The required answer is each line in the entries below where "stone" occurs.

◆ Provided information

********************

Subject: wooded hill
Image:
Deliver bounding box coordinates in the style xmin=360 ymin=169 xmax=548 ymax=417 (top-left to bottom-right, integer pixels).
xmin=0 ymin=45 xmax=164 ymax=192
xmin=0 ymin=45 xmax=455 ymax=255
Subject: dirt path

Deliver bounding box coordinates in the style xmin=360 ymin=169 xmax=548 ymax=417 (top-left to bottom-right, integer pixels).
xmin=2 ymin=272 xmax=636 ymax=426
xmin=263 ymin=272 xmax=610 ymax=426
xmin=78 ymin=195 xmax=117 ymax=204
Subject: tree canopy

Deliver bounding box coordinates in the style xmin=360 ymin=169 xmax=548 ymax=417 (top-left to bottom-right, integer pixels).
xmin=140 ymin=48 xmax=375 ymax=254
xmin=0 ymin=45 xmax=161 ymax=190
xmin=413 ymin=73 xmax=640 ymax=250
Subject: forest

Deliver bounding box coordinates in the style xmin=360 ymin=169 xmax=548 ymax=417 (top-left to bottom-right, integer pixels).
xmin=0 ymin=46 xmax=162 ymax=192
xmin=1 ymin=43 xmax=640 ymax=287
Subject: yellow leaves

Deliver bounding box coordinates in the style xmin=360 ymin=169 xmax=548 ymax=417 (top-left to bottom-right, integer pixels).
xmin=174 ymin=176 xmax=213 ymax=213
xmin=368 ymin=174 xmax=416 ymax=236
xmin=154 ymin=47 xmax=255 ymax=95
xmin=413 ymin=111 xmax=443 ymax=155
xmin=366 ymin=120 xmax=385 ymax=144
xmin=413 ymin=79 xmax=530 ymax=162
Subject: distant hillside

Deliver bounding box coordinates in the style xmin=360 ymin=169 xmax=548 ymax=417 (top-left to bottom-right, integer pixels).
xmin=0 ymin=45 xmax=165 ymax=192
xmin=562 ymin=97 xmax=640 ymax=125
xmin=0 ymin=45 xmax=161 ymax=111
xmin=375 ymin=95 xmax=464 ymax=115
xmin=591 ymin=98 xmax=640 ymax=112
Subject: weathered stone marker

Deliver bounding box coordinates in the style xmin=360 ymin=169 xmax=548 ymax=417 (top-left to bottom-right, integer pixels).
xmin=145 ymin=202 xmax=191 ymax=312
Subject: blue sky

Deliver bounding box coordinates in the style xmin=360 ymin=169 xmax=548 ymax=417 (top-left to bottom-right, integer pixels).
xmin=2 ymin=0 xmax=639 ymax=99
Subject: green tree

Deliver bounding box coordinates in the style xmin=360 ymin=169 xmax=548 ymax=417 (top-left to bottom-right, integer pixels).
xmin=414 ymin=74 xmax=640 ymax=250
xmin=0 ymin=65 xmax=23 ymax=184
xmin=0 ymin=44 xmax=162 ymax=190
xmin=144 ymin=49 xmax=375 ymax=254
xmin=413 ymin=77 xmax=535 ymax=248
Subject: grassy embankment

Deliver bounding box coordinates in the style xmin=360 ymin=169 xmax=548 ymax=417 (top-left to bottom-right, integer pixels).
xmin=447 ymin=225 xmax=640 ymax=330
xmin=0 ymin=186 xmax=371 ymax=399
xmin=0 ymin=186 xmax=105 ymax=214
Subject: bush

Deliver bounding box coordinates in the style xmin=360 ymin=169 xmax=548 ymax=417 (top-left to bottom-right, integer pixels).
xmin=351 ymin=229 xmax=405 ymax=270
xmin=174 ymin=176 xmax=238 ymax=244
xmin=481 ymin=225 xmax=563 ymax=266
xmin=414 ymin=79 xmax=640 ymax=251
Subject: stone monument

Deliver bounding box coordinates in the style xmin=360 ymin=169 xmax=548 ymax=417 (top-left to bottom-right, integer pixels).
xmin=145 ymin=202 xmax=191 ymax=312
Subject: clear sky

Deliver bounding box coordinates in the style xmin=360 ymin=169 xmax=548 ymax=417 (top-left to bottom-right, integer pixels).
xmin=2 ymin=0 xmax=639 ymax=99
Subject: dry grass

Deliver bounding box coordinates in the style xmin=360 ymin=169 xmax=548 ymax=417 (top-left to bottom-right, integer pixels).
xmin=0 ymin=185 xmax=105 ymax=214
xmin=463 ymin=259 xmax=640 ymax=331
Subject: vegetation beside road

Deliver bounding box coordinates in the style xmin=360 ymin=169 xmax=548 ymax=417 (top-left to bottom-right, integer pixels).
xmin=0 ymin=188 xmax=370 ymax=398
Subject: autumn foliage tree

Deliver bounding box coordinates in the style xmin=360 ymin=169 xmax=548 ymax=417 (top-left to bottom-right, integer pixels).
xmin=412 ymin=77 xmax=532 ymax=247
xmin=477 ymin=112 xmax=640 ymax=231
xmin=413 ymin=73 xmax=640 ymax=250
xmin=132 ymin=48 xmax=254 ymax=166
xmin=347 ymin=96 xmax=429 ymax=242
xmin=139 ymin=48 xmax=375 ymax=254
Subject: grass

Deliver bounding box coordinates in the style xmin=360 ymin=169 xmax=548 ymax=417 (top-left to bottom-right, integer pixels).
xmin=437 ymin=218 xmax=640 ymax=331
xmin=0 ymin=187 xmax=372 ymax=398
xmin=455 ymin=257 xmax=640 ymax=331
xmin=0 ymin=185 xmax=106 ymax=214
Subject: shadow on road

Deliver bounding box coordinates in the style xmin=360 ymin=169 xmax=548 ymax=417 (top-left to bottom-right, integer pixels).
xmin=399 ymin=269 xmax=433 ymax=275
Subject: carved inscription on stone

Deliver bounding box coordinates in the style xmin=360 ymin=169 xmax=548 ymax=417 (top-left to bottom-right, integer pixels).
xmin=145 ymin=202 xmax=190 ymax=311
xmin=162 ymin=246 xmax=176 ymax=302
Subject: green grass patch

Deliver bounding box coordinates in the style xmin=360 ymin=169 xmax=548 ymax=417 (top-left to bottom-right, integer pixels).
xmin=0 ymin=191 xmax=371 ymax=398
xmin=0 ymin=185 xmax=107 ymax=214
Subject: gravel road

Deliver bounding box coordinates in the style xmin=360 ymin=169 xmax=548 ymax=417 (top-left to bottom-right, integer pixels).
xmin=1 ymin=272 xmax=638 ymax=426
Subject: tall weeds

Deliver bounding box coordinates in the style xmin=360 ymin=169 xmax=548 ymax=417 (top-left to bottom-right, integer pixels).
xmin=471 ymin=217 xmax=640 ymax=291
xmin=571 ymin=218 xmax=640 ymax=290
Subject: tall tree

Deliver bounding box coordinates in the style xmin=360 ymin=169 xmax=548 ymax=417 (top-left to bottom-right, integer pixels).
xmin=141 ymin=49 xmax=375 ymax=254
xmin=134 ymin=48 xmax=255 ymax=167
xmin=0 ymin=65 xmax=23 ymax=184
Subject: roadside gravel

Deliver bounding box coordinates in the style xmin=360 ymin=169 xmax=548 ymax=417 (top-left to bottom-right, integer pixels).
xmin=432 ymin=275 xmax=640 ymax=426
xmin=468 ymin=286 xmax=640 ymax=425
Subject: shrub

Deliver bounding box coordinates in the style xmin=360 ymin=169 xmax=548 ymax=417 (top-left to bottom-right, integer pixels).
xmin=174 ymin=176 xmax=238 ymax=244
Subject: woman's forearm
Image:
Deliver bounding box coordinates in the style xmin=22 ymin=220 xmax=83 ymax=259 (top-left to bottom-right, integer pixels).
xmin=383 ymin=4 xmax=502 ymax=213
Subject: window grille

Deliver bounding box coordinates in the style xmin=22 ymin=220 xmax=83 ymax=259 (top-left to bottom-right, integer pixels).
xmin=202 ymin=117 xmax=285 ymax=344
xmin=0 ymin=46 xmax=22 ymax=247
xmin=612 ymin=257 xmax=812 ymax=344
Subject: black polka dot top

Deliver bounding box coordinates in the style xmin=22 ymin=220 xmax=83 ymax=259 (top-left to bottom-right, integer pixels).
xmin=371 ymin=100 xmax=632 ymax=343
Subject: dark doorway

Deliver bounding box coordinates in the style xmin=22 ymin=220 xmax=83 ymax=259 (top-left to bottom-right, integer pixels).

********************

◆ Solution
Subject: weathered stone marker
Subject: stone monument
Subject: carved inscription on stone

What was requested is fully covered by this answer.